## WHAT IS REQUIRED
Please give an exact transcription of the lines below, from the one that contains "Please point out the smartphone" to the very last, with no other lines.

## MATERIAL FOR THIS EXERCISE
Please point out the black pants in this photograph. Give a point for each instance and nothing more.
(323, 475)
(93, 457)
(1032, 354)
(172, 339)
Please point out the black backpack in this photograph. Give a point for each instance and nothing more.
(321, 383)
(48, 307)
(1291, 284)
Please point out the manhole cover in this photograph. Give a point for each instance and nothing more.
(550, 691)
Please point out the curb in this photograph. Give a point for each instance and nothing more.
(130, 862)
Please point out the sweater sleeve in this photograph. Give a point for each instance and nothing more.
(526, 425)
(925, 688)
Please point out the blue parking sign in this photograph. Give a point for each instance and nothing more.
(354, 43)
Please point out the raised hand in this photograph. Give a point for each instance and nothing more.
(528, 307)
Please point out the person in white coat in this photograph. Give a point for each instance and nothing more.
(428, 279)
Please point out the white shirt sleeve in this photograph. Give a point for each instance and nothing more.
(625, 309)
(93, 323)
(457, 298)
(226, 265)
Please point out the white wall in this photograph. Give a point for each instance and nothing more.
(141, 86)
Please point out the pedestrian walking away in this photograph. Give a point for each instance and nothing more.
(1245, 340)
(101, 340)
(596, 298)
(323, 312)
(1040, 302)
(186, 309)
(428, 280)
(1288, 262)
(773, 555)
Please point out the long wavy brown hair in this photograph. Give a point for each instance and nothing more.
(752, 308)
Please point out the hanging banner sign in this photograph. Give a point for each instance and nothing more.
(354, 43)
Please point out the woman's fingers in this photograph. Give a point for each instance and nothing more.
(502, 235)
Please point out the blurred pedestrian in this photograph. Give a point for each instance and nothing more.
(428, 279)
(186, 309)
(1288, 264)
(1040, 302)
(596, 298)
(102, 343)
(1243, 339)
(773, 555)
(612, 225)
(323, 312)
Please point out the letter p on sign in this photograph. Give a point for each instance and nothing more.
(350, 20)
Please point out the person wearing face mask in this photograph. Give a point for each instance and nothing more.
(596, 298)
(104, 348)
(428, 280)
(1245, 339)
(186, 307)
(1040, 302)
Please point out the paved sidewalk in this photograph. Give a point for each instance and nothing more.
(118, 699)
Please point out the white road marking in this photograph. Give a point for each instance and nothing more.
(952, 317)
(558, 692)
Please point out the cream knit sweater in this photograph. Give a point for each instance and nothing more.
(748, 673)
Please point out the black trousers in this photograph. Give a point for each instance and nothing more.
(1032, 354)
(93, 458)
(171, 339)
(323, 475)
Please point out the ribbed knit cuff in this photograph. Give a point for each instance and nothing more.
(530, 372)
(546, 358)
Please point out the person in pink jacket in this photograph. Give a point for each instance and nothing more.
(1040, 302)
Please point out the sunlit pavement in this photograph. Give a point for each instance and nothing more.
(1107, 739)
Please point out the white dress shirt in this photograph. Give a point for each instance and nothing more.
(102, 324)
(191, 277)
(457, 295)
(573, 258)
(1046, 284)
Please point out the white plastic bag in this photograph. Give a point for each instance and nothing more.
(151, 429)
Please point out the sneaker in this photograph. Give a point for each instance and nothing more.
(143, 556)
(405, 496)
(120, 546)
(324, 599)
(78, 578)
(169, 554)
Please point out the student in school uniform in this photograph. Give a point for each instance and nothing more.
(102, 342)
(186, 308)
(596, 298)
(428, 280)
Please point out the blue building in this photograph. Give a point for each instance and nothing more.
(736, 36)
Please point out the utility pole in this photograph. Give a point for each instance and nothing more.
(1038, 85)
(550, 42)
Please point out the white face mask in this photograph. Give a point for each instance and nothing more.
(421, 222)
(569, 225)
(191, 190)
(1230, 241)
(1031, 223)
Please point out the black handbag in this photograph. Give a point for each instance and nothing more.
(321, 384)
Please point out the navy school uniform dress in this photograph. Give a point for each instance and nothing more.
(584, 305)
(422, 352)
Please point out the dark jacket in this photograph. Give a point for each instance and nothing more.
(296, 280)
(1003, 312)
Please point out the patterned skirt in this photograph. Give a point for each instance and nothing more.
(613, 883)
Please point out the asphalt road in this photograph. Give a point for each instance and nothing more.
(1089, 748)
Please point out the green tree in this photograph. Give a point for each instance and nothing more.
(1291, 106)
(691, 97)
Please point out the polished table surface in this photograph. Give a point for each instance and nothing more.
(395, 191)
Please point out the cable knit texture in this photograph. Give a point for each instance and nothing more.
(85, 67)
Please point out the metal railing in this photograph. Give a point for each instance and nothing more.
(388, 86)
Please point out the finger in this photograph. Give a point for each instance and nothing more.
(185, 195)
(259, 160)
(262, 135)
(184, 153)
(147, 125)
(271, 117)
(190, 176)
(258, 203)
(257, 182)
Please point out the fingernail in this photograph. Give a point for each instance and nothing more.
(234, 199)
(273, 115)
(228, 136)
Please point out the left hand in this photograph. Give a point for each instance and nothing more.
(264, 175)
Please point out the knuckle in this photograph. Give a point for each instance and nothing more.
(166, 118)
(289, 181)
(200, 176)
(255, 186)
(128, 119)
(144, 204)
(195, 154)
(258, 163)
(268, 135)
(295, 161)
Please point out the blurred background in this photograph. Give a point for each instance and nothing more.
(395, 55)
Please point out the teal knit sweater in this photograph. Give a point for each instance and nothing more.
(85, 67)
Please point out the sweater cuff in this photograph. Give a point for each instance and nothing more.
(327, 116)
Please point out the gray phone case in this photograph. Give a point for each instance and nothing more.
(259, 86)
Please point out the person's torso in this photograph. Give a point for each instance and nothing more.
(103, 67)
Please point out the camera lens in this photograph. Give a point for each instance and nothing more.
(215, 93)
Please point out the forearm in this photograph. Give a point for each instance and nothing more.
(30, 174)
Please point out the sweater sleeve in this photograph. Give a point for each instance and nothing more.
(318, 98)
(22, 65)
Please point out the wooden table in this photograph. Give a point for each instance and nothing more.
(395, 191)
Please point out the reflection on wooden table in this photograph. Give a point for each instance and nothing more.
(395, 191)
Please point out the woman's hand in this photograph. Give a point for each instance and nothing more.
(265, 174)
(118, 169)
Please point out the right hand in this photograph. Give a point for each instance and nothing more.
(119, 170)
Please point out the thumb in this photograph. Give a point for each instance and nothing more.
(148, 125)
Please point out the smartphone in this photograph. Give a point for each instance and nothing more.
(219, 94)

## TASK RESULT
Please point out the smartphone in this photograph. Give a point for each instance and nothing more.
(219, 94)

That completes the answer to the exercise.